**Your instructions**
How many lines of the material below contain the word "driftwood", with case counting? Give only the number.

**Record list**

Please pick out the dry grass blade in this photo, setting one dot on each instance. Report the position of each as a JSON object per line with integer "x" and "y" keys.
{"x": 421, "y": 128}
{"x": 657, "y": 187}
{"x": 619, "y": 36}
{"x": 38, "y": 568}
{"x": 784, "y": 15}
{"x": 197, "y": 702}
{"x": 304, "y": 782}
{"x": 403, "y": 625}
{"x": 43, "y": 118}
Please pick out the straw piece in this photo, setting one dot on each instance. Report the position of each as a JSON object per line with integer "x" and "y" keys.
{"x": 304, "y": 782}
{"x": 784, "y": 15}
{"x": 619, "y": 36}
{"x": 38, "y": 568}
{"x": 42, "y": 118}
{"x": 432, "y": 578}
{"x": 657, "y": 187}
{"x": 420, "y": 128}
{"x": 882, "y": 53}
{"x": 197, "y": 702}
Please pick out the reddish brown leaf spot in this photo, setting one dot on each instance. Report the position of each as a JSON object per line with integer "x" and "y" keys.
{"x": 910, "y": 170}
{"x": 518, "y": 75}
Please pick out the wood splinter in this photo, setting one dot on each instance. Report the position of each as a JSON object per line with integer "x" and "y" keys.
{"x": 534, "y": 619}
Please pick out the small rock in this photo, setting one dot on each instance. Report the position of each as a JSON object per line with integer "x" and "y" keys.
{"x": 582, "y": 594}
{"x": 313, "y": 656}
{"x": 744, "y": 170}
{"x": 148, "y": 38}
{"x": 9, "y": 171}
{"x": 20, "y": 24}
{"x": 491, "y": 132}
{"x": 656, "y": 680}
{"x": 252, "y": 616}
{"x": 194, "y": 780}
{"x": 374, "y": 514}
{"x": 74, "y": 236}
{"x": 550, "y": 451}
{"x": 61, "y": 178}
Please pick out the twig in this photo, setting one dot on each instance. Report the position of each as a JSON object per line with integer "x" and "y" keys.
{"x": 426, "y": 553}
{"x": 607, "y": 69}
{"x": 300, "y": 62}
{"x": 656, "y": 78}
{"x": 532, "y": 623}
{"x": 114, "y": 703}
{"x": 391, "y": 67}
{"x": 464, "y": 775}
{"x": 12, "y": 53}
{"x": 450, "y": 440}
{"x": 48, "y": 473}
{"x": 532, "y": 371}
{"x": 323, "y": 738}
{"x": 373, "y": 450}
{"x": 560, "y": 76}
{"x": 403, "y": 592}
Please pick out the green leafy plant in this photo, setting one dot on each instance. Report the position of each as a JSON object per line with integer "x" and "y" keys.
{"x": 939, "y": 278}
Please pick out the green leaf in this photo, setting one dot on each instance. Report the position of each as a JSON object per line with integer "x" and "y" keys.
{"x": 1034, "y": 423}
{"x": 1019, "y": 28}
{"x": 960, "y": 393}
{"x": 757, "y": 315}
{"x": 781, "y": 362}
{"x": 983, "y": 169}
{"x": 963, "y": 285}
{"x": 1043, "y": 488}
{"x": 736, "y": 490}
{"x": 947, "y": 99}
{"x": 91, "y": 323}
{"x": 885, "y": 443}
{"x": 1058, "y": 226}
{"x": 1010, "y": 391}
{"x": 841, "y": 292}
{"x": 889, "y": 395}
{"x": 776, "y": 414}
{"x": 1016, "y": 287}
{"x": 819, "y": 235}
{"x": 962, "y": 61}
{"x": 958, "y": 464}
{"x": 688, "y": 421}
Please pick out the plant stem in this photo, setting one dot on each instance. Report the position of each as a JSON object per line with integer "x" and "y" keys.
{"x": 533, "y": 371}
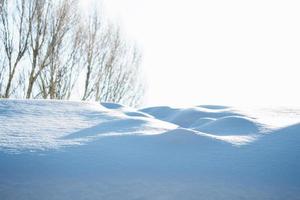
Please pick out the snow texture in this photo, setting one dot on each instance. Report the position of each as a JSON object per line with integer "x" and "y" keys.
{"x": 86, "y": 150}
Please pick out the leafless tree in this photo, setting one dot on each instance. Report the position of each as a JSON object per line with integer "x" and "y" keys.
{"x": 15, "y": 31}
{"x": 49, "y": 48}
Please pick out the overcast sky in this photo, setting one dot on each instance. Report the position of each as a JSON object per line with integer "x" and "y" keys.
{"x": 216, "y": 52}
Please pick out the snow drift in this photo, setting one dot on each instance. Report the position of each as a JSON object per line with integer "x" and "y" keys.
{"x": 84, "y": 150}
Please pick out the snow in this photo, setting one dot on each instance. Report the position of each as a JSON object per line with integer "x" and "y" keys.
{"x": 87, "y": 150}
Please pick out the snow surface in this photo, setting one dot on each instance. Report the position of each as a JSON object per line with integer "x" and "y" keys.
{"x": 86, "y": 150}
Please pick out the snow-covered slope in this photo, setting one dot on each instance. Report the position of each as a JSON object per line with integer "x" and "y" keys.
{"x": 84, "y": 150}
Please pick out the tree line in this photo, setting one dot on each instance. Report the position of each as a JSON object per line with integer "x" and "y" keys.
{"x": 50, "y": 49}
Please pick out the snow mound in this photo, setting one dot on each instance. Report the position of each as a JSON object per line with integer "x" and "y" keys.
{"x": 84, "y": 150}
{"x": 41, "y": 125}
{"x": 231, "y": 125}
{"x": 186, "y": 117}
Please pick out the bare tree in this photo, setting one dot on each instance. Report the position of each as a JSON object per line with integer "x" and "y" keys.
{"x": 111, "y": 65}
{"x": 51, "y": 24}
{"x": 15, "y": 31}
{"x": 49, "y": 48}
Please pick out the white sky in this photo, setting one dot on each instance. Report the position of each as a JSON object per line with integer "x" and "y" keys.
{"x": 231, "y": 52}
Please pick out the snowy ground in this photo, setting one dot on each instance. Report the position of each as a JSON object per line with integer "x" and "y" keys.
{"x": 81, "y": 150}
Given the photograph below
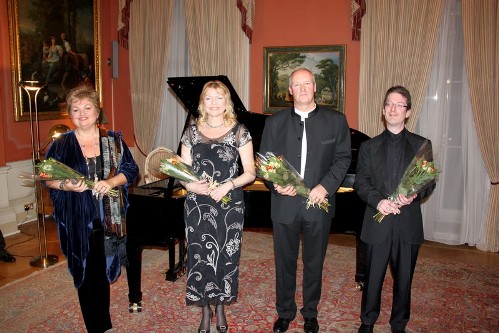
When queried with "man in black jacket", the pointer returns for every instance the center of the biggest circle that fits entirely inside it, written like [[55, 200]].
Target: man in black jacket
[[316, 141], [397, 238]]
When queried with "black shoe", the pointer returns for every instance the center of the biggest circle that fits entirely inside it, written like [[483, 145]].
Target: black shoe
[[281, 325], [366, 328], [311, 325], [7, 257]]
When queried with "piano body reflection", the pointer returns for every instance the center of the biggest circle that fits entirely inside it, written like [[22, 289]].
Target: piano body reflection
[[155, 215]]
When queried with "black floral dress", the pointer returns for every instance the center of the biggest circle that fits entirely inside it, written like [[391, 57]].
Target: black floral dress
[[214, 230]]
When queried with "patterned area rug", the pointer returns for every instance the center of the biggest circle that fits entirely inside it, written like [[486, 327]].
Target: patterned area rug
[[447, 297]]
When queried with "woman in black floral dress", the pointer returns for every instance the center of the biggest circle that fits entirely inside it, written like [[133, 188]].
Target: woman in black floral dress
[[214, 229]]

==

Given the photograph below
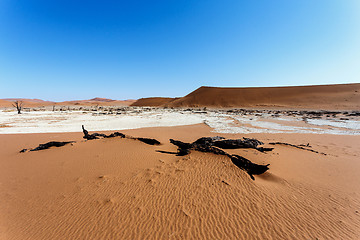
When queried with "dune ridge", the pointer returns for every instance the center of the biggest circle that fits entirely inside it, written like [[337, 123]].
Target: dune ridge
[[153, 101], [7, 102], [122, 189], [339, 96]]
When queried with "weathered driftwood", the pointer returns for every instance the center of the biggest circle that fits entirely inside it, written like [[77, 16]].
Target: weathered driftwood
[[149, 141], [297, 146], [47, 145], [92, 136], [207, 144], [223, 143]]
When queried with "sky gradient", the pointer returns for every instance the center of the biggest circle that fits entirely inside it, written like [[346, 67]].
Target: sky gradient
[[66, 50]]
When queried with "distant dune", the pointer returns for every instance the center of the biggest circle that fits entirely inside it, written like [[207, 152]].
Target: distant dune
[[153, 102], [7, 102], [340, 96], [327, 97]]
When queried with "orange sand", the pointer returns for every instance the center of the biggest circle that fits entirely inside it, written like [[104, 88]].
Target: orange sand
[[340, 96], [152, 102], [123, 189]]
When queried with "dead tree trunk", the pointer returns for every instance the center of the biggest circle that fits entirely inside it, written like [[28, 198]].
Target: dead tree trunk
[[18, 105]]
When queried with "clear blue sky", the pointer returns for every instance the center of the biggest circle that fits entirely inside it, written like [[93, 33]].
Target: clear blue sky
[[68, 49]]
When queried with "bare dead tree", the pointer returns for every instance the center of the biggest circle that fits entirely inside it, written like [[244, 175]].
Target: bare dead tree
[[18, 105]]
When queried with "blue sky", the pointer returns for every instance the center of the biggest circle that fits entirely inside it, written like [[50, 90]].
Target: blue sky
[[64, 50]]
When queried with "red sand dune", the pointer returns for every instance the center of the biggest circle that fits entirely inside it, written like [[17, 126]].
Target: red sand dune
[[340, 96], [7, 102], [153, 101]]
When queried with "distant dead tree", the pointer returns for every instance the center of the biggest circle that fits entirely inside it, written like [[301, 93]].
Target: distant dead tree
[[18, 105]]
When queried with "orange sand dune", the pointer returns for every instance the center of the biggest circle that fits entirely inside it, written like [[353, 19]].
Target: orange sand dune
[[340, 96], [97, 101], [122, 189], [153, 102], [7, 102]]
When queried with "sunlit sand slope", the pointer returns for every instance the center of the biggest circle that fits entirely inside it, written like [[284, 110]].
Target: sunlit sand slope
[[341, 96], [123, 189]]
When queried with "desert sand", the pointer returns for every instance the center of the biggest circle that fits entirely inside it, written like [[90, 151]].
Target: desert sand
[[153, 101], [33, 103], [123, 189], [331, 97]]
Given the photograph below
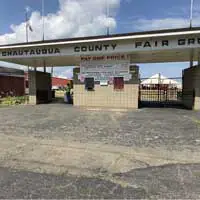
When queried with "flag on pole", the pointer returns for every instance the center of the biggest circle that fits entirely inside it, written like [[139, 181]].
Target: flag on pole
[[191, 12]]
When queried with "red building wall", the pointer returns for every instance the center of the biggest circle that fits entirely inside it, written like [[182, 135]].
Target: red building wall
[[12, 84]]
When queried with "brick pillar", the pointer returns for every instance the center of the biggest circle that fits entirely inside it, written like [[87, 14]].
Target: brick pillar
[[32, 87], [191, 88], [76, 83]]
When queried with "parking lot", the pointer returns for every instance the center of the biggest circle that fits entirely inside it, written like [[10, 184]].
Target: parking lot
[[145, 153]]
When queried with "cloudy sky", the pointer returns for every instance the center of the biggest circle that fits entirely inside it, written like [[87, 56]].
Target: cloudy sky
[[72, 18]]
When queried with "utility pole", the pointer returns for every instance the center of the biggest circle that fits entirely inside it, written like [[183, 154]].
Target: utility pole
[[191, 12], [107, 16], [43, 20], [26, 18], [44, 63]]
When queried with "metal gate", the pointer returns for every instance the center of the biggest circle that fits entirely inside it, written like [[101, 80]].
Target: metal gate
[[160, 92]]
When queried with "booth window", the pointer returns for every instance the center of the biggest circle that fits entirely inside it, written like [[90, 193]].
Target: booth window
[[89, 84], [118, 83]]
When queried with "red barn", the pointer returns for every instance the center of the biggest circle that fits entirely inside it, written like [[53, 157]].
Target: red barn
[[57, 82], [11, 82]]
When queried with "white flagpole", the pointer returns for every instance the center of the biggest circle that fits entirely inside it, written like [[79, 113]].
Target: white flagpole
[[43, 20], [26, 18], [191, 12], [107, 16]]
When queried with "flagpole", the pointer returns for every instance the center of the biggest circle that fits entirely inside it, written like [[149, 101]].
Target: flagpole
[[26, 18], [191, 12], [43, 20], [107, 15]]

...

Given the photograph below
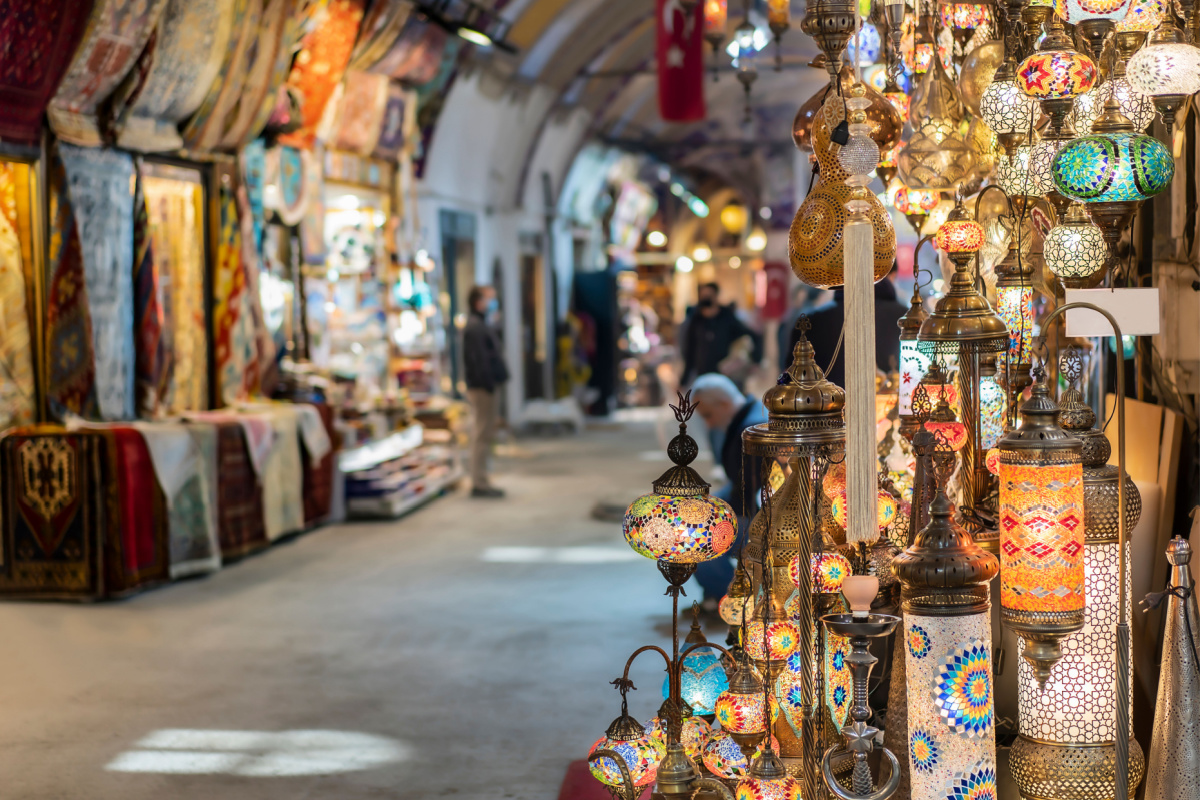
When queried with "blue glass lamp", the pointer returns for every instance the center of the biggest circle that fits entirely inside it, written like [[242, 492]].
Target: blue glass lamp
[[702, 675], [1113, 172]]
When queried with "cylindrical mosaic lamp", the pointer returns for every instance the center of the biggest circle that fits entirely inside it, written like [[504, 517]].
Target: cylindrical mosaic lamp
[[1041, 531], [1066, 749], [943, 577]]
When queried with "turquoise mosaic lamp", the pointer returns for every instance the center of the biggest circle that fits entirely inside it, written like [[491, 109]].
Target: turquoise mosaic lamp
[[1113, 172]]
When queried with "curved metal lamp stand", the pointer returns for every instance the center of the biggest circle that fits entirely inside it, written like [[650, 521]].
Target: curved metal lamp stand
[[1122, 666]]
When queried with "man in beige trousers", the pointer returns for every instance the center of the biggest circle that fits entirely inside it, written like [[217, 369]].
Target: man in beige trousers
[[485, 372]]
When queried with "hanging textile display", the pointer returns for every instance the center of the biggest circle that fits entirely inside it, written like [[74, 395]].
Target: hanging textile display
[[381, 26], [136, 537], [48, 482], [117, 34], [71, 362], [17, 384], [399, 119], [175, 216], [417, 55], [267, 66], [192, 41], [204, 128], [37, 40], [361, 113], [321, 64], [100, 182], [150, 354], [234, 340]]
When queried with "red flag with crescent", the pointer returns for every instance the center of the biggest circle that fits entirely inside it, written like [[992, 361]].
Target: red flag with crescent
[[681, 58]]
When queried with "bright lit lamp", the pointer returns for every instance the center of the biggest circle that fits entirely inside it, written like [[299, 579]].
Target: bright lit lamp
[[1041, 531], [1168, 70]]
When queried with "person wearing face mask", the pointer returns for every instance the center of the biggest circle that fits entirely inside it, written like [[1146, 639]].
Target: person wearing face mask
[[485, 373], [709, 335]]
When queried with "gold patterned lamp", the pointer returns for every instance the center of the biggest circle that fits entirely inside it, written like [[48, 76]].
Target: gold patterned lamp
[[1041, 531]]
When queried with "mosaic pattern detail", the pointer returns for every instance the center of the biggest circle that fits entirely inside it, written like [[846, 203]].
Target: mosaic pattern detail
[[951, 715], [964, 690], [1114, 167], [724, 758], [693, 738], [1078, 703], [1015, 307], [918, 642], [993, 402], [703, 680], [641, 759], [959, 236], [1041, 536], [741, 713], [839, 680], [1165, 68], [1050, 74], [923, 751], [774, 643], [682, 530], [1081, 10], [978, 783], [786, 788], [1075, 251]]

**Reply**
2